** Start MATERIAL FOR THE TASK **

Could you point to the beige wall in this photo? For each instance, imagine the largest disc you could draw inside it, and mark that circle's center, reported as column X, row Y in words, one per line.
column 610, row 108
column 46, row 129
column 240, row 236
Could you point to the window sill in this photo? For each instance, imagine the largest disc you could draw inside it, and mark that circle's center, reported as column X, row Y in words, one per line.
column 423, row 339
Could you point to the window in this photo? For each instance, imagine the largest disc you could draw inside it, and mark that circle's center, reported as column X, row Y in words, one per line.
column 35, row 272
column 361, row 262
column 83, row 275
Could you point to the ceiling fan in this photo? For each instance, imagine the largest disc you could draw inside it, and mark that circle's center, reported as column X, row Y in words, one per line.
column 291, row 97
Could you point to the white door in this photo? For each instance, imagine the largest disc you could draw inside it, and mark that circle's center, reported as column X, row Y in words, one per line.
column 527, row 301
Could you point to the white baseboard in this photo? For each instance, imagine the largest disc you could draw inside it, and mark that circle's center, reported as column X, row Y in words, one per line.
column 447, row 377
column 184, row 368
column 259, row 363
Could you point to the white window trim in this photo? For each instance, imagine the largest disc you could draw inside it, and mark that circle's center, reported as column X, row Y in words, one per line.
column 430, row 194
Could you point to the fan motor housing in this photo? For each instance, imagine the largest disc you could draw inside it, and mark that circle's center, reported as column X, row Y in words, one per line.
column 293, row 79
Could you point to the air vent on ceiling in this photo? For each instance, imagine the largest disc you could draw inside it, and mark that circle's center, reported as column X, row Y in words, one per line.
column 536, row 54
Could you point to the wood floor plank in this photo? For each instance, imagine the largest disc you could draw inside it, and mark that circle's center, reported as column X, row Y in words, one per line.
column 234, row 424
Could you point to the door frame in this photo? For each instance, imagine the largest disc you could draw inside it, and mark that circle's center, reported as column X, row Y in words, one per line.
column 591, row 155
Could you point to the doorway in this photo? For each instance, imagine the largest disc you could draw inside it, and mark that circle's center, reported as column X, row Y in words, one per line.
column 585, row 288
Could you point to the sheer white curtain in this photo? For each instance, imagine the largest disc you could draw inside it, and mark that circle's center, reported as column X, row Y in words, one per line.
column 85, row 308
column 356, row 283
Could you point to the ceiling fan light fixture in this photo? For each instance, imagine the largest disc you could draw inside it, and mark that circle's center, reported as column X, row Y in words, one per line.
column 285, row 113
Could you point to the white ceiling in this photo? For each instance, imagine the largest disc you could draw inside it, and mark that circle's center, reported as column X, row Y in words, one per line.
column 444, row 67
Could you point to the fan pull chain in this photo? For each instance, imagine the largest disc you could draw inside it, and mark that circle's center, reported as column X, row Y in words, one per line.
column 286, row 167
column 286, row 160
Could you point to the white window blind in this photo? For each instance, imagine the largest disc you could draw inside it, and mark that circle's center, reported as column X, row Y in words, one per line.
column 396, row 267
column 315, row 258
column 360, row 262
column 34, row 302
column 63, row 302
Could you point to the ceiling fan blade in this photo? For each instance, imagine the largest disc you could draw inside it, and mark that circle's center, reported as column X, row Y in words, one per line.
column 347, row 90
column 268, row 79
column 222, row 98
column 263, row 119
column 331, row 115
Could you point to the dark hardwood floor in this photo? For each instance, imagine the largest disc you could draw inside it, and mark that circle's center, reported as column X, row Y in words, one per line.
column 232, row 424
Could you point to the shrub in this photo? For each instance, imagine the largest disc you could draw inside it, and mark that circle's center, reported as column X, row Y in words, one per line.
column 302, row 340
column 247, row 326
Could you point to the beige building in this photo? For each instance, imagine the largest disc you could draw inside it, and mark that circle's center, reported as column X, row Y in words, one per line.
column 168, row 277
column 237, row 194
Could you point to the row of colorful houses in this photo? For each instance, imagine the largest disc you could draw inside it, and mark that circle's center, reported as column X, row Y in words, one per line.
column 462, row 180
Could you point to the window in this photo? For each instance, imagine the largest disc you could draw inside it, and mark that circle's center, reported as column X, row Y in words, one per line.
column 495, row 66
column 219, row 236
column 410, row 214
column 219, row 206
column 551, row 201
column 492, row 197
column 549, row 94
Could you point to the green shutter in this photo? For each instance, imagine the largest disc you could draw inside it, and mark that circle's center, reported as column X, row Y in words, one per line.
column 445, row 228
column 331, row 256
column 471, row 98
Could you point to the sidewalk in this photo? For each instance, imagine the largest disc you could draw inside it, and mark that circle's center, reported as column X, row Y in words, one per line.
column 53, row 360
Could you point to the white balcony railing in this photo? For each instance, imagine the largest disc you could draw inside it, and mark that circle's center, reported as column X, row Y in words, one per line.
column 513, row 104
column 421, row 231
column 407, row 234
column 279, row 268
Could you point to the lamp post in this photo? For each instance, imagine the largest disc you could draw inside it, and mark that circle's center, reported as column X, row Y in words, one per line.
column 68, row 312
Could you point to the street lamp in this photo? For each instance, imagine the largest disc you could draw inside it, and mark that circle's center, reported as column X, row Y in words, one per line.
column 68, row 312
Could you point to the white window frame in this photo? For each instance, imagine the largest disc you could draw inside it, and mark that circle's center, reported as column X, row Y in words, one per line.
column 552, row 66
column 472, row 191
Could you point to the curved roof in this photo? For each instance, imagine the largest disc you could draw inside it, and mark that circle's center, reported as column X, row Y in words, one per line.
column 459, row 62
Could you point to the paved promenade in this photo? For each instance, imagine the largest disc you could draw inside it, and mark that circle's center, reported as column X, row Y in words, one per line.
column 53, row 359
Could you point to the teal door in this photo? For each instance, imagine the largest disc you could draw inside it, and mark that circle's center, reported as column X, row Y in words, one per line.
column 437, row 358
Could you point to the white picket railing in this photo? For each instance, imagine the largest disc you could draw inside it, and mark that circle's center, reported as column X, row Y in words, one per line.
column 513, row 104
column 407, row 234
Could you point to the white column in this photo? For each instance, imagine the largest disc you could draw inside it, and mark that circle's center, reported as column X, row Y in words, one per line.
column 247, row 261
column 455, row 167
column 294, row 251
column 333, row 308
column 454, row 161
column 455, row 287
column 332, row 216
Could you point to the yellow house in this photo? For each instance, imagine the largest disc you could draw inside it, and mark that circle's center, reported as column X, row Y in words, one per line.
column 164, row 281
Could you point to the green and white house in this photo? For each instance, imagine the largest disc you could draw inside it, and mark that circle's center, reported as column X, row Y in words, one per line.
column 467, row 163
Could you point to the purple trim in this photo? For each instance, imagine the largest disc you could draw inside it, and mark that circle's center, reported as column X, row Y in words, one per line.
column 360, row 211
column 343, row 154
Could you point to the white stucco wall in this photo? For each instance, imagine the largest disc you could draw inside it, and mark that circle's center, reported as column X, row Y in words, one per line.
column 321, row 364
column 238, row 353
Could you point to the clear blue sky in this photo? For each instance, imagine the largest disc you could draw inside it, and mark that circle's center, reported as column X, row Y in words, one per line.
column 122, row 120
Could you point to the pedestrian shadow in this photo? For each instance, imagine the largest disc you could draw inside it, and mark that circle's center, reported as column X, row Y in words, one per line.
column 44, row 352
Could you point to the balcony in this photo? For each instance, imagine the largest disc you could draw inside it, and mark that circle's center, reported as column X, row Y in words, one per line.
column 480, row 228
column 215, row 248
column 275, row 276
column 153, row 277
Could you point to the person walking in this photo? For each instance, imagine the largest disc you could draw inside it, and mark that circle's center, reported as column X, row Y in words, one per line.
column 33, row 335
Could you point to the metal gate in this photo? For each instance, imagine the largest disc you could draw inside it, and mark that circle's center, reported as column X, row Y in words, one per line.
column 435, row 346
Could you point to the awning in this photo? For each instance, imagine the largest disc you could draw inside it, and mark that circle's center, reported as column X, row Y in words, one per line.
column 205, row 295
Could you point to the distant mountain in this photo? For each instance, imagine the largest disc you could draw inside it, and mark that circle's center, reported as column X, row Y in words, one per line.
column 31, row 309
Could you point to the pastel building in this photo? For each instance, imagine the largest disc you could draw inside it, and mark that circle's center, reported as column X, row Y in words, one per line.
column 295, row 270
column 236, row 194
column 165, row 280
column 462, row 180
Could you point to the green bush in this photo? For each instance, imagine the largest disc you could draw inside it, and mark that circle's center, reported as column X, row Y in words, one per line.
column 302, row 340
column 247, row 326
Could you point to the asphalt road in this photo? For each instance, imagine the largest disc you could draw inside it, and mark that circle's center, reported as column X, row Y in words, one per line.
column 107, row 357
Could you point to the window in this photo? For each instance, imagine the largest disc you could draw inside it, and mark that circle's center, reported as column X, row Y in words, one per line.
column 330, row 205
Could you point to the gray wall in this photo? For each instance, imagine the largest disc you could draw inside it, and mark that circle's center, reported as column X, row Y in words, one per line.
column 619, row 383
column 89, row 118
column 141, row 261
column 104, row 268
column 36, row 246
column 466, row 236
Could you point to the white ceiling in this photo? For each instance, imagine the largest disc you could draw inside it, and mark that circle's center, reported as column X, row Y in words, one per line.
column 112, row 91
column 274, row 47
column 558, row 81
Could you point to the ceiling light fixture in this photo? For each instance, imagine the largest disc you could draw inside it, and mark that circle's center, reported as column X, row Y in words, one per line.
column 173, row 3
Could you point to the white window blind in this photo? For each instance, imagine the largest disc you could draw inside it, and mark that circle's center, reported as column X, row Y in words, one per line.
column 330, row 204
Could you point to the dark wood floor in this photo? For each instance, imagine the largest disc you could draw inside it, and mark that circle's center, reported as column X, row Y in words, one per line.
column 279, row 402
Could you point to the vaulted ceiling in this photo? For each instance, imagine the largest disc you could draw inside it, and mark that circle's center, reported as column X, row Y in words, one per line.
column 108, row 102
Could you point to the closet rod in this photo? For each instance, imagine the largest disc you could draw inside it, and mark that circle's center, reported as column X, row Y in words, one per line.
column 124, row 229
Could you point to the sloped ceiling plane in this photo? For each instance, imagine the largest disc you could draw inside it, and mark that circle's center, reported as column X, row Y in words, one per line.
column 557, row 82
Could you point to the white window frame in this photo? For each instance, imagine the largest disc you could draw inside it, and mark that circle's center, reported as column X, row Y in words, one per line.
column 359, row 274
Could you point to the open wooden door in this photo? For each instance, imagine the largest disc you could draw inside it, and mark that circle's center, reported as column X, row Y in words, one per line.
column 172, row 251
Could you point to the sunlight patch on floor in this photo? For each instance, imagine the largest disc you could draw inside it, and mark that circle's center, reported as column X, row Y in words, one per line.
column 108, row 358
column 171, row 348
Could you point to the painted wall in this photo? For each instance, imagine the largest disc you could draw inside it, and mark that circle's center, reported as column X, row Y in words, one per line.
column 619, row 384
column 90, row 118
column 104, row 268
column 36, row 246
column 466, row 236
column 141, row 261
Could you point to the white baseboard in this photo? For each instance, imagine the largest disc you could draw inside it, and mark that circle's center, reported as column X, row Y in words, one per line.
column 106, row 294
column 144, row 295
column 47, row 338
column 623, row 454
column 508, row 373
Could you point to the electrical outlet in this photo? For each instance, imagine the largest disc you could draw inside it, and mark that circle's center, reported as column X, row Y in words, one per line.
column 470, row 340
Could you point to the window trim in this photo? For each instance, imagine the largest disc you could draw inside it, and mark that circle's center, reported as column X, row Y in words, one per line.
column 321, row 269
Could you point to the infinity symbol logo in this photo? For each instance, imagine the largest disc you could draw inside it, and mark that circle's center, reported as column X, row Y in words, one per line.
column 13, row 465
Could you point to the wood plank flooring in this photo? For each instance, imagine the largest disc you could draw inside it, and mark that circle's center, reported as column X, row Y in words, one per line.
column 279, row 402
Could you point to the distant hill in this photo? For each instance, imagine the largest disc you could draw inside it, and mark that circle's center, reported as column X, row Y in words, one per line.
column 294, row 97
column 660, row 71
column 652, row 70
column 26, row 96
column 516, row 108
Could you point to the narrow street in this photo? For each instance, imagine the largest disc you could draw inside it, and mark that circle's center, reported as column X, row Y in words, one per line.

** End MATERIAL FOR THE TASK **

### GIVEN EXERCISE
Update the items from the line with "Could you point to the white column" up to and including the line with "column 332, row 216", replacing "white column" with "marble pillar" and leaving everything else unchanged. Return only those lines.

### WRITTEN ANSWER
Could you point to the marble pillar in this photo? For each instance, imagine the largest disc you could draw inside it, and mark that circle's center, reported as column X, row Y in words, one per line.
column 247, row 261
column 455, row 167
column 294, row 251
column 333, row 308
column 454, row 161
column 455, row 287
column 332, row 216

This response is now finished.